● The request
Reproduce the stretch from the start of the material through the line that contains "point(734, 433)", character for character.
[Data supplied start]
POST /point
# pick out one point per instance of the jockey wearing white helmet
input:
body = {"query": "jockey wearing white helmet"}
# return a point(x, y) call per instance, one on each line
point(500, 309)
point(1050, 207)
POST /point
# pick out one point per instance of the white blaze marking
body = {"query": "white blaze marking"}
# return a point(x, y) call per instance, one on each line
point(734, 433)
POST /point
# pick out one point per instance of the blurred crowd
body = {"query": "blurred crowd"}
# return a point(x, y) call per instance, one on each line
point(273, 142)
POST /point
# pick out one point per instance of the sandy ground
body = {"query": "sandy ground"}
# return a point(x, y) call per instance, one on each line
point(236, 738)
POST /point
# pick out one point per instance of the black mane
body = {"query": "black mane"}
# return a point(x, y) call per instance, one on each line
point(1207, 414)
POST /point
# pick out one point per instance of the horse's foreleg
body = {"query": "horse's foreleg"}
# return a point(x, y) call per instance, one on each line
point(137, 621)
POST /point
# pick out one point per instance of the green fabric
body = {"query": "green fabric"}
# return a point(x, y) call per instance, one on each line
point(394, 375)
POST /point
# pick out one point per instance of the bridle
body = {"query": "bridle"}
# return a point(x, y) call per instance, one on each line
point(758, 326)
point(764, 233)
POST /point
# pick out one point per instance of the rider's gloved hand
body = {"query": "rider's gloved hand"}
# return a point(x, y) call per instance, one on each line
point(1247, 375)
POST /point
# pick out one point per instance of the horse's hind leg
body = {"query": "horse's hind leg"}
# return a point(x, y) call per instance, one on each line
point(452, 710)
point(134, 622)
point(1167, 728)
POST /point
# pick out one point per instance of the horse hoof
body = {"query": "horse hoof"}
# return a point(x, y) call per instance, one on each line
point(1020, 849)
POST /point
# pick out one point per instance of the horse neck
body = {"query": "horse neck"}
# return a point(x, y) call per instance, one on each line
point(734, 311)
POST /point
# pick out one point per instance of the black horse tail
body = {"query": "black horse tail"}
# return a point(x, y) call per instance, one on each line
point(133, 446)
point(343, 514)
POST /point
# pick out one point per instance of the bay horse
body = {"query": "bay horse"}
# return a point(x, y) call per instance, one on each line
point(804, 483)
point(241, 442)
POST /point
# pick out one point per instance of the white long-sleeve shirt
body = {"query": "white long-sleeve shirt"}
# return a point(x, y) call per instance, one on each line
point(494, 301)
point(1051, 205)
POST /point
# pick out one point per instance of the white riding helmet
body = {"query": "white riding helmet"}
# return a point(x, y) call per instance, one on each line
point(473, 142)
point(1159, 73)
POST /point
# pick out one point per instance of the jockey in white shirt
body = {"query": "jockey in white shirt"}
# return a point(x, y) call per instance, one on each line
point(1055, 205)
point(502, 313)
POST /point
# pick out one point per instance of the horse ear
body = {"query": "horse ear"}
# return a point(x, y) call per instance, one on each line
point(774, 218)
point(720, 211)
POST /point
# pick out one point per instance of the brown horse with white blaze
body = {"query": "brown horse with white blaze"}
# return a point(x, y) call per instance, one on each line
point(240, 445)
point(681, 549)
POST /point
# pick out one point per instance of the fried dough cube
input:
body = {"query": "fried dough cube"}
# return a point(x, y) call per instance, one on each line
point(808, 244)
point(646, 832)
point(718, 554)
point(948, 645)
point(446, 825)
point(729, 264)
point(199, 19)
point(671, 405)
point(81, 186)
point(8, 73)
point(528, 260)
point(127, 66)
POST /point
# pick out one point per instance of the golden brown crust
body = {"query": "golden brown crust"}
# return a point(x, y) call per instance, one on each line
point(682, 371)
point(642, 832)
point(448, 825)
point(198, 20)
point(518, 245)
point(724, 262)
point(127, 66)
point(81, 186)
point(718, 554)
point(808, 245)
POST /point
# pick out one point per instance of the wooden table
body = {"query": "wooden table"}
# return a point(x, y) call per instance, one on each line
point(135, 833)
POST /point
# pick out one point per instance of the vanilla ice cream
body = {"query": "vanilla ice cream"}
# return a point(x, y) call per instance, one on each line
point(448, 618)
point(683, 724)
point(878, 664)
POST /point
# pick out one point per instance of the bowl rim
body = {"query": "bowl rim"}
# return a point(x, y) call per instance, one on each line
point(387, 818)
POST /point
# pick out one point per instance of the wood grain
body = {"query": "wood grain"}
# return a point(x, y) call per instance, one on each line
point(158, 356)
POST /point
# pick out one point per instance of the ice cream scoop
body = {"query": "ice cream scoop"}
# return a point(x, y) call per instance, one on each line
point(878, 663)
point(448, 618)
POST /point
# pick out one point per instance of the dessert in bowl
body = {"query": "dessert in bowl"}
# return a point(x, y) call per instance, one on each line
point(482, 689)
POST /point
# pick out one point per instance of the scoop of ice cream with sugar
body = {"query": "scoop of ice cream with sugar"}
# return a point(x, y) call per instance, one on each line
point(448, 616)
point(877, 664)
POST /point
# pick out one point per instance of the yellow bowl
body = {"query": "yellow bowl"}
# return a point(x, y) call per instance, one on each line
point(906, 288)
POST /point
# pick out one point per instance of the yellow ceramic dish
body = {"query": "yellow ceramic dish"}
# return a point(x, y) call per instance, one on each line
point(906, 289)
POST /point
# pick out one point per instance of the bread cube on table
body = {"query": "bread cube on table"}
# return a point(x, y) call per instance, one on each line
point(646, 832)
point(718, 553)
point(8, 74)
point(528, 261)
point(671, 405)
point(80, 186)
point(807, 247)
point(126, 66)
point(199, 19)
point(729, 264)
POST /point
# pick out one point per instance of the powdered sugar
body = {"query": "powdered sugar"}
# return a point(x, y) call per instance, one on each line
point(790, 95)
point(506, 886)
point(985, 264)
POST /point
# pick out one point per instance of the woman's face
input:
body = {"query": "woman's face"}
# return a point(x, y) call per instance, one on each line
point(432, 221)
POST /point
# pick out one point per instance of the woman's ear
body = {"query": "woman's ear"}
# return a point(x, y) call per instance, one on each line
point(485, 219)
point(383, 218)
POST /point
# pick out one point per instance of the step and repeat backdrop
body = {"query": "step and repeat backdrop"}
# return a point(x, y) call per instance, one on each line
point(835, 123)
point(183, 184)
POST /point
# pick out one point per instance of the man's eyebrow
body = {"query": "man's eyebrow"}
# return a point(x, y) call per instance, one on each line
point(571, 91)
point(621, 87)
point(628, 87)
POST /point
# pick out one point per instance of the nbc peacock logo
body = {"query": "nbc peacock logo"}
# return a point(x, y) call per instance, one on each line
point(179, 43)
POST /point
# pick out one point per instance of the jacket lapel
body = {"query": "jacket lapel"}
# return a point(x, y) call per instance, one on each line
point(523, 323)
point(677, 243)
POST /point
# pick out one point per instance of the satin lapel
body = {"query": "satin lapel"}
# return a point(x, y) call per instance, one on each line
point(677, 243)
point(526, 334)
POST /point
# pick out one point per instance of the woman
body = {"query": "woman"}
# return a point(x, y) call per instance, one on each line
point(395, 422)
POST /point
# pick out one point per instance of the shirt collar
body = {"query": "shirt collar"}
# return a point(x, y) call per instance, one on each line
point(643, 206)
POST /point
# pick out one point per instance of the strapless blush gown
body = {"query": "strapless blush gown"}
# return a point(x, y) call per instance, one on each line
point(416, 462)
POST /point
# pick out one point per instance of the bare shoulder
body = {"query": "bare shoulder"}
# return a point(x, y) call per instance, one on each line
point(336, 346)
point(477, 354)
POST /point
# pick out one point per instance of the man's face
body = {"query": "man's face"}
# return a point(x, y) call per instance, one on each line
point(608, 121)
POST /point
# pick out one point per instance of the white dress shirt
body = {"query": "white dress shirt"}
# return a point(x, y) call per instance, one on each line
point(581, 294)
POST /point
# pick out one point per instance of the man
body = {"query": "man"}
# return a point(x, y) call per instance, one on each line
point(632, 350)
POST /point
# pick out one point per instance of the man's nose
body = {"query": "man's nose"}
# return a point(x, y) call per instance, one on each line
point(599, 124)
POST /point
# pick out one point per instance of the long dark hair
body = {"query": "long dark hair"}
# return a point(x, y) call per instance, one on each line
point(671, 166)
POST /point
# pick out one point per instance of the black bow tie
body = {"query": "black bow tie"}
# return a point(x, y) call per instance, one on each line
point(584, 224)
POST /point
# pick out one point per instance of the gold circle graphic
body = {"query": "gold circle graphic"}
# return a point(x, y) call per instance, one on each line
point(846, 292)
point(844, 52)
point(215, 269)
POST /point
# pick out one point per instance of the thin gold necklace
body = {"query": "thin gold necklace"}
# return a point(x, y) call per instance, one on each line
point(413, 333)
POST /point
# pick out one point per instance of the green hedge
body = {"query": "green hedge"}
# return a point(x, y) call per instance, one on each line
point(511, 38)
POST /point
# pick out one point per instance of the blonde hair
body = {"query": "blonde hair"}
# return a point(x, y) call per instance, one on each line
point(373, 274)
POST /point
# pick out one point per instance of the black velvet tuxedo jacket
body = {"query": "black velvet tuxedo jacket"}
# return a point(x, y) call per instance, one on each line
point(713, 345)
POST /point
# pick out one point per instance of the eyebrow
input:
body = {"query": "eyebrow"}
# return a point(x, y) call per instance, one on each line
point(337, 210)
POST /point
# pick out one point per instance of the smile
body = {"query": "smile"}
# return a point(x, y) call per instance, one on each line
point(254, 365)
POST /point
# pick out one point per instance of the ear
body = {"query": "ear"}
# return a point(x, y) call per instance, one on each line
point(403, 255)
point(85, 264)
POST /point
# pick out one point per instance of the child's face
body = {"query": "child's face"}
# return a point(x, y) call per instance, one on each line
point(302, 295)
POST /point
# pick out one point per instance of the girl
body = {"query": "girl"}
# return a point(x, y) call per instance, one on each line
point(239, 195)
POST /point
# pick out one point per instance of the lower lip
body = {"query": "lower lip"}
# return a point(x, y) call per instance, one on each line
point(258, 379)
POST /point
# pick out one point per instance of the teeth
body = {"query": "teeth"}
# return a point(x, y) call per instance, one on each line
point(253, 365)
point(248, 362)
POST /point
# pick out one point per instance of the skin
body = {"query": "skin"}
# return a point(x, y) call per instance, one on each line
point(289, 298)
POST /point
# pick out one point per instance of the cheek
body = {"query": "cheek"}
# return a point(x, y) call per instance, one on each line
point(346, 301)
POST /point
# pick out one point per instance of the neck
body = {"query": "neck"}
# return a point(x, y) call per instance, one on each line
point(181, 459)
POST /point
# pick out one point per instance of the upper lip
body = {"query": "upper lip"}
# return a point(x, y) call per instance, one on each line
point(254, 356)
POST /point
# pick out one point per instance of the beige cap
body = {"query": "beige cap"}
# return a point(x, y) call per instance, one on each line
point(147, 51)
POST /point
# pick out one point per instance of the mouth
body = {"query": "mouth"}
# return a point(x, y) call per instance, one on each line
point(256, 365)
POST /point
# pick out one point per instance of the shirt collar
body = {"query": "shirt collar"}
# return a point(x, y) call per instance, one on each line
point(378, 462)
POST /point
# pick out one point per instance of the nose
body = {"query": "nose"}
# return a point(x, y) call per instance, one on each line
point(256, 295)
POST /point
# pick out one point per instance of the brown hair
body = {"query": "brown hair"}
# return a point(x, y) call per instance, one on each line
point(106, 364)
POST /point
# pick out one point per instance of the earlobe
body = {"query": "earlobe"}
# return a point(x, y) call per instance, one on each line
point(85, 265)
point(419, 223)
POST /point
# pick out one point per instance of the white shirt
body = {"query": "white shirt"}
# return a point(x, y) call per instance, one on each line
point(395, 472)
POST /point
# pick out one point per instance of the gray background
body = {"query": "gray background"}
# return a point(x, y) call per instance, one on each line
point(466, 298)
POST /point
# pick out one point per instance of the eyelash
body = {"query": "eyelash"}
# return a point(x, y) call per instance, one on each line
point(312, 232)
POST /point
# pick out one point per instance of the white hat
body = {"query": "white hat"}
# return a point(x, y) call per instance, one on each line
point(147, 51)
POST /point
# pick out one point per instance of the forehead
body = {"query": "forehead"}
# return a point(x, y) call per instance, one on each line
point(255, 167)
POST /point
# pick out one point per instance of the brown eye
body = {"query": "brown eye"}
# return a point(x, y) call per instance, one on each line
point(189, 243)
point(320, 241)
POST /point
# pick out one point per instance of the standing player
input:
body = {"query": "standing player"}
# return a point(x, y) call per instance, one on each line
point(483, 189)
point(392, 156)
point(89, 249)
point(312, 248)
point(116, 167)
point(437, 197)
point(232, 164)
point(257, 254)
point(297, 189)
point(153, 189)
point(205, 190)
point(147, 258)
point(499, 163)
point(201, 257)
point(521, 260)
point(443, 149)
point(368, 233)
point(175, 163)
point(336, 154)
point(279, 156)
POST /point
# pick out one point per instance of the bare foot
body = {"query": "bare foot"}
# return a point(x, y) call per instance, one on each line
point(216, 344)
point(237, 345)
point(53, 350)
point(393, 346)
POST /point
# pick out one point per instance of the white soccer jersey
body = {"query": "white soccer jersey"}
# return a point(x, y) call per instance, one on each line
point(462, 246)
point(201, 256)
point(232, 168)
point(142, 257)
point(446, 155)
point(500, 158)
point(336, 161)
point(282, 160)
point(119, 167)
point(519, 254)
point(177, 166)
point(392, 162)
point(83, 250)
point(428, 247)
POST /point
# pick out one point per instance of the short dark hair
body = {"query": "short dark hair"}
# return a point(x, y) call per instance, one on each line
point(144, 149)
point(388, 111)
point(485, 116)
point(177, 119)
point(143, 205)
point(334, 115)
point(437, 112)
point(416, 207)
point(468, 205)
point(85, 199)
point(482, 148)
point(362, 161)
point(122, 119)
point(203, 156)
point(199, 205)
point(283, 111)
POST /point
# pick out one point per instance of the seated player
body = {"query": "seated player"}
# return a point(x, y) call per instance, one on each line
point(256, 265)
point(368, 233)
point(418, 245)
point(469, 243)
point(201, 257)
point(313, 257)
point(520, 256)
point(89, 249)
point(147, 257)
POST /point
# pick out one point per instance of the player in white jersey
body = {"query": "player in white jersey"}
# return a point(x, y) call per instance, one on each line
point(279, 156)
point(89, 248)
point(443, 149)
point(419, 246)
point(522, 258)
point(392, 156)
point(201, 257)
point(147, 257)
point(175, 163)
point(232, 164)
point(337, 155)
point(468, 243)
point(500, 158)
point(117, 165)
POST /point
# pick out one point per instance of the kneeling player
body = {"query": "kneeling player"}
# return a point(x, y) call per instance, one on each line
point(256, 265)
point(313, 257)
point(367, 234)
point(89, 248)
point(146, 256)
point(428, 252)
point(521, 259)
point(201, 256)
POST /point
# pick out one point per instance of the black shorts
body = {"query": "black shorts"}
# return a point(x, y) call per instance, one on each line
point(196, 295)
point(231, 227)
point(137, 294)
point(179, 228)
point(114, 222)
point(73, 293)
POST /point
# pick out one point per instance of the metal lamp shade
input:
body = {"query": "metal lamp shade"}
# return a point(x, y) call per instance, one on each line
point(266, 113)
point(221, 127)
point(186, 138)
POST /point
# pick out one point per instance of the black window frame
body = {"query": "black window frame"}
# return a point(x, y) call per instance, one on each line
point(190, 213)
[Data supplied end]
● Expected output
POST /point
# pick out one point per instance of the jockey wearing white helmet
input:
body = {"query": "jockey wearing white helmet"}
# return a point(x, y) call per instance, one on each line
point(500, 309)
point(1050, 207)
POST /point
# pick out one point per instance of the white blaze marking
body = {"query": "white blaze marking"}
# return a point(x, y) call per instance, one on each line
point(734, 433)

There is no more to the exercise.